Rewrite the records below in full, substituting "coarse mask" for every occurrence of "rough mask" and leaving everything else unchanged.

───

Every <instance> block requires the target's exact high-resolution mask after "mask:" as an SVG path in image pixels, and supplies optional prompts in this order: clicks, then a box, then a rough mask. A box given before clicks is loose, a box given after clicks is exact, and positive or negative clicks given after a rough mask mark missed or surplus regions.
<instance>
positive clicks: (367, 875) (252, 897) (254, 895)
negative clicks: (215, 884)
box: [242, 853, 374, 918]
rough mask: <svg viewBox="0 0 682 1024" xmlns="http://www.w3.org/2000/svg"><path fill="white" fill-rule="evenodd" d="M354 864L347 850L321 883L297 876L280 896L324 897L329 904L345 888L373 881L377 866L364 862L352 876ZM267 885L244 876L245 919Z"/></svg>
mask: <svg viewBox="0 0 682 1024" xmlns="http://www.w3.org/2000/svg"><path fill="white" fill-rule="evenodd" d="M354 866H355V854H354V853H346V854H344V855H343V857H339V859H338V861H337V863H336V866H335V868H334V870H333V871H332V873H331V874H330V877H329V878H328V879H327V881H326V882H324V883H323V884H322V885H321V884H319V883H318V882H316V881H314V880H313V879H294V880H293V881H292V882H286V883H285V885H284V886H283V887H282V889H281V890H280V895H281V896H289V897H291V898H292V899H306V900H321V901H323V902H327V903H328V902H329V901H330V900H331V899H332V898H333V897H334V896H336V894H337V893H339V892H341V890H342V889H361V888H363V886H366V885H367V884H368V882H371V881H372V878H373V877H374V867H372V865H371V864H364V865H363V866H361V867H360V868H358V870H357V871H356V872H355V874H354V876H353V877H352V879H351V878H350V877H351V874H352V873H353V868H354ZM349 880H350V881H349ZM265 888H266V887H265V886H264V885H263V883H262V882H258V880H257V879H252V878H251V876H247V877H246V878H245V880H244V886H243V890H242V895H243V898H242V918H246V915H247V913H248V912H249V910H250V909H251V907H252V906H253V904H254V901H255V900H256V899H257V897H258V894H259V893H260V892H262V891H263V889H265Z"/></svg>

───

_SOLUTION TO THIS EXERCISE:_
Every <instance> block requires the target's exact high-resolution mask after "mask:" as an SVG path in image pixels, and supplies optional prompts in this order: clicks, then a box, then a coarse mask. A box given before clicks is loose, a box given after clicks is exact, and positive or negative clicks given after a coarse mask mark missed or surplus regions.
<instance>
positive clicks: (367, 875) (252, 897) (254, 895)
negative clicks: (215, 884)
box: [242, 853, 374, 918]
coarse mask: <svg viewBox="0 0 682 1024" xmlns="http://www.w3.org/2000/svg"><path fill="white" fill-rule="evenodd" d="M354 864L347 850L321 883L297 876L280 896L324 897L329 904L345 888L373 881L377 866L364 862L352 876ZM267 885L244 876L245 919Z"/></svg>
mask: <svg viewBox="0 0 682 1024" xmlns="http://www.w3.org/2000/svg"><path fill="white" fill-rule="evenodd" d="M354 866H355V854H354V853H346V854H344V855H343V857H339V859H338V861H337V863H336V866H335V868H334V870H333V871H332V873H331V874H330V877H329V878H328V879H327V881H326V882H324V883H323V884H322V885H321V884H319V883H318V882H316V881H314V880H313V879H294V880H293V881H292V882H286V883H285V885H284V886H283V887H282V889H281V890H280V895H281V896H289V897H291V898H292V899H306V900H321V901H323V902H327V903H328V902H329V901H330V900H331V899H332V898H333V897H334V896H336V894H337V893H339V892H341V890H342V889H361V888H363V886H366V885H367V884H368V882H371V881H372V878H373V877H374V867H372V865H371V864H364V865H363V866H361V867H360V868H358V870H357V871H356V872H355V874H354V876H353V877H352V879H351V878H350V877H351V874H352V873H353V868H354ZM349 880H350V881H349ZM265 888H266V887H265V886H264V885H263V883H262V882H258V880H257V879H252V878H251V876H247V877H246V878H245V880H244V886H243V890H242V895H243V898H242V918H246V915H247V913H248V912H249V910H250V909H251V907H252V906H253V904H254V901H255V900H256V899H257V897H258V894H259V893H260V892H262V891H263V889H265Z"/></svg>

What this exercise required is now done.